§ AIM OF THE TASK
The entries below must be copied exactly as they are.

§ DATASET EXCERPTS
▼▼▼

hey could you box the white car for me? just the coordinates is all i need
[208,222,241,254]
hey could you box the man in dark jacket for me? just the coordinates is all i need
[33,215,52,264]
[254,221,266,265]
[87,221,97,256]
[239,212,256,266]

▲▲▲

§ TASK OUTPUT
hey could you box the white car for me? just the coordinates is all i need
[208,222,241,254]
hey could you box the man in dark jacket for me? just the coordinates is all i need
[33,215,52,264]
[254,221,266,265]
[87,221,97,256]
[239,212,256,266]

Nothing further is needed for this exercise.